In the listing below, find the line containing "Objective — one dot per instance of the dry" and the line containing "Objective — one dot per instance of the overcast". Repeat exactly those two lines and every line between them, nothing more.

+ + + + +

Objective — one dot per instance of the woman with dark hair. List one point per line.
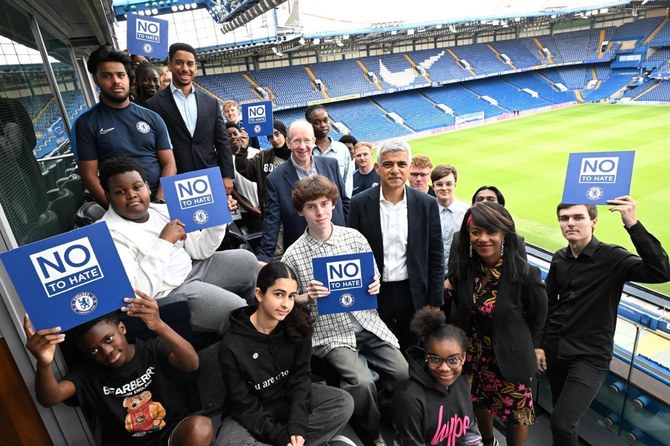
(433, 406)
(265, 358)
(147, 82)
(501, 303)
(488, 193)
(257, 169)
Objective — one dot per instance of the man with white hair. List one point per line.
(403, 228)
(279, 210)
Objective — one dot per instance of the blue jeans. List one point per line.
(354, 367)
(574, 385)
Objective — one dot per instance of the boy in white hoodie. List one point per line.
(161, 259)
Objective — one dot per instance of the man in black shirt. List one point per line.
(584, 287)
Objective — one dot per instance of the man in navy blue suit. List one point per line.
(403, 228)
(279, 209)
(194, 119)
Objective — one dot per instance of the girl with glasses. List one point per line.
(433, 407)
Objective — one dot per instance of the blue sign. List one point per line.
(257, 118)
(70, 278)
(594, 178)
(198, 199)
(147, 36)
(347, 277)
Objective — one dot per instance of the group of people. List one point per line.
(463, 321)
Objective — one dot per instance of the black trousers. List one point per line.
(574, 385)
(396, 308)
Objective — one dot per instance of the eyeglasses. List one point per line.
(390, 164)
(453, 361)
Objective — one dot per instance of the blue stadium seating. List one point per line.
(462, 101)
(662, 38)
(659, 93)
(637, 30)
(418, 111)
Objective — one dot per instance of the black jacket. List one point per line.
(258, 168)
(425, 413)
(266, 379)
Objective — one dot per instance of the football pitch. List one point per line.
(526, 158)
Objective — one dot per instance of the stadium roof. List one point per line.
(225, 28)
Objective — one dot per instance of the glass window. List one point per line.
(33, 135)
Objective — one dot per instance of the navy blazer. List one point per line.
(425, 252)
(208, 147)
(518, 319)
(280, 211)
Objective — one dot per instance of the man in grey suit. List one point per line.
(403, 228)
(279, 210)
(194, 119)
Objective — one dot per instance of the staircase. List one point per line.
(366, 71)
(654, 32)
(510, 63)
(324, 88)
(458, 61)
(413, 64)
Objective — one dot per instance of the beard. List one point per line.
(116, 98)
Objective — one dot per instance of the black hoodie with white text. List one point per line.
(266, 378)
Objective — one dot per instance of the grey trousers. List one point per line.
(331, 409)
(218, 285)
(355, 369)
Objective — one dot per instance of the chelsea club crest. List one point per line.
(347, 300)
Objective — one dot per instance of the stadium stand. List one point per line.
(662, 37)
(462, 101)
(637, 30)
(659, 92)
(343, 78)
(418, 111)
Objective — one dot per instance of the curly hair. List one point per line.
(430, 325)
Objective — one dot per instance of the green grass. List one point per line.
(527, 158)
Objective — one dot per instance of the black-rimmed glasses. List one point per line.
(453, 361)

+ + + + +

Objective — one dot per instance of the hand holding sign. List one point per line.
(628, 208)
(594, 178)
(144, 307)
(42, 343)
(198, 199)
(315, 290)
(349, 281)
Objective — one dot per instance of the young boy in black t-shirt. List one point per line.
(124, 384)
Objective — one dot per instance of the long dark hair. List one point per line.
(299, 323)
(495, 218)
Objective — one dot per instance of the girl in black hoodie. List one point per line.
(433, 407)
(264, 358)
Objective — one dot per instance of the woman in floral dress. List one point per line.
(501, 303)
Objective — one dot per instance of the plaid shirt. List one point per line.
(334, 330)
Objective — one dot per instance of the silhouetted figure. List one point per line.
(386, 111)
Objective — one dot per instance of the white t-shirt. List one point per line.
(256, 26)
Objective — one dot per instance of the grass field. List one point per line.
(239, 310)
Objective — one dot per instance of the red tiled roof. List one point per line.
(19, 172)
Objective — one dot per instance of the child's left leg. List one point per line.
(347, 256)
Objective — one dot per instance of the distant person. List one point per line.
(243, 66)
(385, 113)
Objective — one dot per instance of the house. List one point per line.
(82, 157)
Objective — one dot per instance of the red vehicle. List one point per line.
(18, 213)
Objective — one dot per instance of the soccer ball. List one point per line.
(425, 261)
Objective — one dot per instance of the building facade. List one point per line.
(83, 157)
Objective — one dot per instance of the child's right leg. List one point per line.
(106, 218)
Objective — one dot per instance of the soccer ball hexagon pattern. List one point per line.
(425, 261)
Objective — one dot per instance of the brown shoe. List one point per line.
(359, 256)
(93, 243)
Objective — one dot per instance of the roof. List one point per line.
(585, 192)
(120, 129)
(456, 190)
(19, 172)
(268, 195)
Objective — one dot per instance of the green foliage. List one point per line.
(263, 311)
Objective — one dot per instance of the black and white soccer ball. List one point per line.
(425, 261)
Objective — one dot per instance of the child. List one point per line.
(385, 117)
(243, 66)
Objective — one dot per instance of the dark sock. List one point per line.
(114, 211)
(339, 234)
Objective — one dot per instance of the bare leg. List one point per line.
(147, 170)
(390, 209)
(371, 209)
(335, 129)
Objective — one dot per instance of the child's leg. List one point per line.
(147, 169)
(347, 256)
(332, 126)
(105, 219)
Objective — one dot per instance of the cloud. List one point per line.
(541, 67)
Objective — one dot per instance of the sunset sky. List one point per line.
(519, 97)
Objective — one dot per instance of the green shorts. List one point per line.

+ + + + +

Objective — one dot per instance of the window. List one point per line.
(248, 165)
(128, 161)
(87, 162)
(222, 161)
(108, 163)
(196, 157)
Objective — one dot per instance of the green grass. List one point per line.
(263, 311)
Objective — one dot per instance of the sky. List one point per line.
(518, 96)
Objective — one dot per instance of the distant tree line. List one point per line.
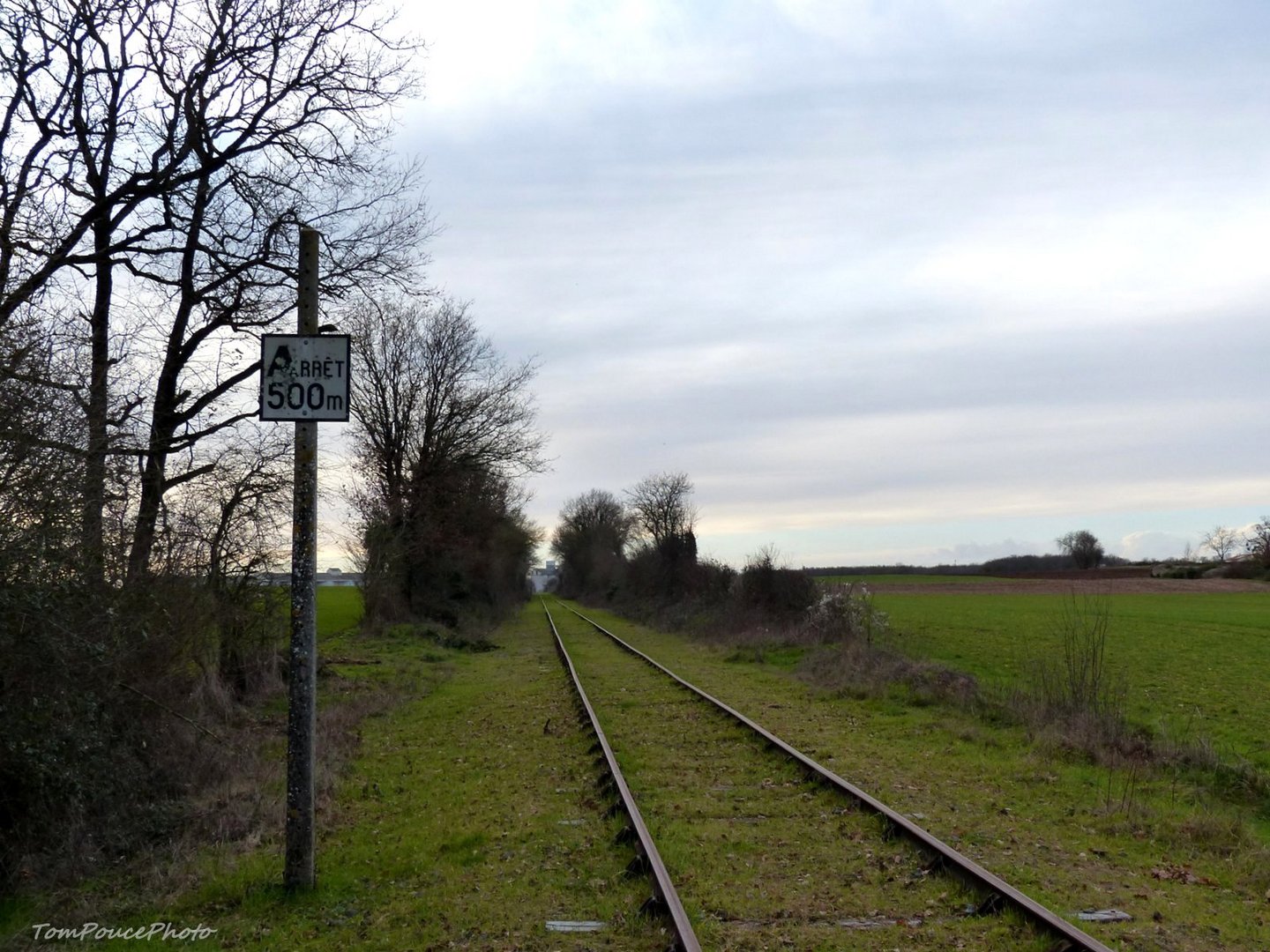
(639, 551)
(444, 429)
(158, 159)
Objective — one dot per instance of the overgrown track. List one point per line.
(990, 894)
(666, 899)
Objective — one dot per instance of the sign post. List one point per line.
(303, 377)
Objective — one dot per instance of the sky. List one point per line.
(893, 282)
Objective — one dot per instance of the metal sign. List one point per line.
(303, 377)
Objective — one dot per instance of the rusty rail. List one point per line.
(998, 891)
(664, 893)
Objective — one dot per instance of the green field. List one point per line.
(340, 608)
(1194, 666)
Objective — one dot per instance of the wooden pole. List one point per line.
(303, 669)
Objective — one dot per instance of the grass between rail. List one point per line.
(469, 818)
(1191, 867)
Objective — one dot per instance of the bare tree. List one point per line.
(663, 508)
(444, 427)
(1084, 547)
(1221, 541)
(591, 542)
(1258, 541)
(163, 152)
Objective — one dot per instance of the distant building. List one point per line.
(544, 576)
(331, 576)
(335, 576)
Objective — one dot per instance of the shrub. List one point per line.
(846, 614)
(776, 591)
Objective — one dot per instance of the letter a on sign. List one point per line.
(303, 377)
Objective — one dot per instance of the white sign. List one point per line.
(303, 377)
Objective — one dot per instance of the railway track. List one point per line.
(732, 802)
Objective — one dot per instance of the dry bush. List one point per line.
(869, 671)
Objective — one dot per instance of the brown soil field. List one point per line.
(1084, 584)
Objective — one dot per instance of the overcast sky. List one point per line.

+ + + + +

_Your response_
Objective — one dot per instance of the dry bush. List one point per line.
(869, 671)
Objective — one dot per instance of the brown soil field. List one point per line.
(1084, 584)
Objective — one dot per instance of the overcast sky. List one point per line.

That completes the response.